Tarefa A: Transcreva fielmente um trecho do texto sobre o segredo bancário: comece nas palavras "Sem duvidar do" e termine depois de "mínimo de privacidade.".
Tarefa B: Retome o texto sobre o segredo bancário a partir da última frase apresentada.

---------- Texto da página ----------

Etiquetas

Não, não é um título de um filme, muito embora pudesse dar um bom argumento – dramático ou cómico, conforme a vontade de cada um. Falo do segredo bancário, a propósito desta notícia do Público edição online, segundo a qual a Administração Fiscal instaurou em 2008 mais de 1000 processos de levantamento de sigilo (também conhecido por “sigilio”…) bancário relativo a contas de contribuintes pretensamente faltosos.

Sem duvidar do êxito desta medida, muito embora estes anúncios públicos tenham uma forte intenção “dissuasora”, importaria acima de tudo questionar qual o sentido e utilidade deste segredo e – já agora – do segredo de justiça: na óptica do depositante/contribuinte, o sigilo bancário apenas visa evitar a “cusquice” tão portuguesa de sabermos o que cada qual tem no banco, garantindo um mínimo de privacidade.

---------- Material fornecido ----------

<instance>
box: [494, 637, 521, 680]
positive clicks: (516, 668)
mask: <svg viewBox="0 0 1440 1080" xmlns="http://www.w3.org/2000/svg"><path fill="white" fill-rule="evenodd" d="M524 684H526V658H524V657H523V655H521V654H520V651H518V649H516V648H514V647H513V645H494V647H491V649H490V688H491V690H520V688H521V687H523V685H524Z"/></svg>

----------

Resposta A:
Sem duvidar do êxito desta medida, muito embora estes anúncios públicos tenham uma forte intenção “dissuasora”, importaria acima de tudo questionar qual o sentido e utilidade deste segredo e – já agora – do segredo de justiça: na óptica do depositante/contribuinte, o sigilo bancário apenas visa evitar a “cusquice” tão portuguesa de sabermos o que cada qual tem no banco, garantindo um mínimo de privacidade.

Resposta B:
Pois bem, assegurados que estejam esses mínimos de privacidade, não faz qualquer sentido manter o sigilo bancário emoldurado num quadro legal tão denso que, mesmo para as autoridades, a “via crucis” seja tremenda fruto dos garantismos estabelecidos a favor do contribuinte/depositante.

Arrumado o segredo bancário, vise-se a eliminação pura e simples do segredo de justiça que, de tão mal tratado – mesmo por quem mais o devia respeitar – está reduzido a uma caricatura de amador: tosca e mal apresentada. 

E, assim, eliminadas que se mostrem estas barreiras à transparência veremos os factos sob outra luz – a justiça e a administração fiscal não funcionam por causa destes segredos ou as razões da sua inoperatividade não estarão bem mais a montante?